▶ QUOTED PASSAGE
Whistling could help babies learn to go to the bathroom on their own, a new study revealed. Researchers said that parents who whistle to their infants could even see their children get potty-trained before they are able to walk.

Researchers say that babies living in the west are potty trained later these days, and often need diapers even at the age of 3. However, after following Vietnamese families, researchers found that whistling to babies could get them out of their diapers even before they celebrate their first birthday.

Swedish researchers observed 47 Vietnamese babies and their mothers for two years to study their potty training procedure. Researchers said that in Vietnam potty training usually starts at birth and the need for diapers is usually eliminated by nine months of age. Potty training usually starts almost immediately after birth among Vietnamese families.

According to researcher Professor Anna-Lena Hellström, the technique for early potty training appears to be based on learning to be sensitive to when the baby needs to go to the bathroom. They found that once a mother notices that her baby is showing signs that they need to urinate, she would make a whistling sound.

"The woman then makes a special whistling sound to remind her baby," Hellström said in a news release. "The whistling method starts at birth and serves as an increasingly powerful means of communication as time goes on."

Researchers explained that the babies then learned to associate the whistling sound with urinating, and by the age of nine months they were able to control themselves.

▶ INPUT DATA
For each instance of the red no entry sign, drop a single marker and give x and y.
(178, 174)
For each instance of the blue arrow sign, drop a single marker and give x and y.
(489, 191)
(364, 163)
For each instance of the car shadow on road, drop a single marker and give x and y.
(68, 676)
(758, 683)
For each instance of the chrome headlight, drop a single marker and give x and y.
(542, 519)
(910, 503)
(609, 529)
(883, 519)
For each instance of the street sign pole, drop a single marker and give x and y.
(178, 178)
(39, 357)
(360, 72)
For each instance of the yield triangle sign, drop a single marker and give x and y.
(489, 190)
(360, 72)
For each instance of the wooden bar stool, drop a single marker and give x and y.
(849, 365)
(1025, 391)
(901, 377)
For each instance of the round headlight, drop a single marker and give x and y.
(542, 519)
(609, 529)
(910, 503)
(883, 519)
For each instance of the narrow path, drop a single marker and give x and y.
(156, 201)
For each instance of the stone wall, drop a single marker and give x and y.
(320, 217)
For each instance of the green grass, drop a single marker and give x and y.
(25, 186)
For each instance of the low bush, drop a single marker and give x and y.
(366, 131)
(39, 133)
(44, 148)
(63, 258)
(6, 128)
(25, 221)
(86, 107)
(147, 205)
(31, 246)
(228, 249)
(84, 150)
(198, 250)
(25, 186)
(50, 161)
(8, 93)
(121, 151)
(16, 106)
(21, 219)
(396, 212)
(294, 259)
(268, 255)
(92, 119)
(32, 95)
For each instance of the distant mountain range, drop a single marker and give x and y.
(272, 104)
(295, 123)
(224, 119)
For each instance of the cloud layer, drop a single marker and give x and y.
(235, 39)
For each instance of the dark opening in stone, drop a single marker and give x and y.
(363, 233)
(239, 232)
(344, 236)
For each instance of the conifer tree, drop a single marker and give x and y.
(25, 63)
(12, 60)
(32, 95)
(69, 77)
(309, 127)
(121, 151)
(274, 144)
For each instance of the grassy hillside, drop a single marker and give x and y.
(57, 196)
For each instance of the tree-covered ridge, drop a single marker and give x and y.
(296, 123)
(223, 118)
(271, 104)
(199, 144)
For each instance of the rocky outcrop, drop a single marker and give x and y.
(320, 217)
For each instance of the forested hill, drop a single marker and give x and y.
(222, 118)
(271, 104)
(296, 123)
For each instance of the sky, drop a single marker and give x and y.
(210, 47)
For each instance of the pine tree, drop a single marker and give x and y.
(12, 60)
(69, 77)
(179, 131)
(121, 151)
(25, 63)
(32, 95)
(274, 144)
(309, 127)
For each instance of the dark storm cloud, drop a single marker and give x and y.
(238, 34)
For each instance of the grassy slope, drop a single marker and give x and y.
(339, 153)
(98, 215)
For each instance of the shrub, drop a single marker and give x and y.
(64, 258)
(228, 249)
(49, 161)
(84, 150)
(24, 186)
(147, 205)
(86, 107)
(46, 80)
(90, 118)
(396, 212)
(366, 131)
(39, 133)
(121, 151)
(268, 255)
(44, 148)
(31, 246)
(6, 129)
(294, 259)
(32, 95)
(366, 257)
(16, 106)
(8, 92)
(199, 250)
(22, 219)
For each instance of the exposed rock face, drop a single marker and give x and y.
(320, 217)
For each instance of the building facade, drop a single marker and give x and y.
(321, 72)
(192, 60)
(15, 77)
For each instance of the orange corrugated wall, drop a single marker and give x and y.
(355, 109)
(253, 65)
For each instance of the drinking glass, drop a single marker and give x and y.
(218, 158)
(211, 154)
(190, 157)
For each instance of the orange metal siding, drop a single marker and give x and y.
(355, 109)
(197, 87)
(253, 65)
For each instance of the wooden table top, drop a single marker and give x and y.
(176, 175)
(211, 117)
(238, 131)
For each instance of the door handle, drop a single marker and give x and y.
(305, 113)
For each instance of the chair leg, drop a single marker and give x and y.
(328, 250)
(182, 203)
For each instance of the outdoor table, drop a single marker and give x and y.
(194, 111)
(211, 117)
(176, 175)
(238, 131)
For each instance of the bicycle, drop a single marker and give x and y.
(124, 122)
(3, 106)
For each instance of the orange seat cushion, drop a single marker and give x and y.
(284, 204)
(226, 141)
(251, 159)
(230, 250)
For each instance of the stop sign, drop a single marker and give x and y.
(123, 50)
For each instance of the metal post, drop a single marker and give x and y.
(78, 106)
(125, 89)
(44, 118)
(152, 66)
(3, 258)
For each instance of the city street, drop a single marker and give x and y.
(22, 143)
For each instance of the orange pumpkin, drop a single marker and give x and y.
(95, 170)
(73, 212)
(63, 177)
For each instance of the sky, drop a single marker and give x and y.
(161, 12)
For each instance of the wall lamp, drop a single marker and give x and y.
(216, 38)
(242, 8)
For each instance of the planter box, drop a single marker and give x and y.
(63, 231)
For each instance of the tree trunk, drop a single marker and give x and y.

▶ ASSIGNMENT
Duplicate the part of the whistling study report starting at "Swedish researchers observed" and ending at "among Vietnamese families.". The material has no connection to the text on whistling and potty training.

▶ WRITTEN REPLY
Swedish researchers observed 47 Vietnamese babies and their mothers for two years to study their potty training procedure. Researchers said that in Vietnam potty training usually starts at birth and the need for diapers is usually eliminated by nine months of age. Potty training usually starts almost immediately after birth among Vietnamese families.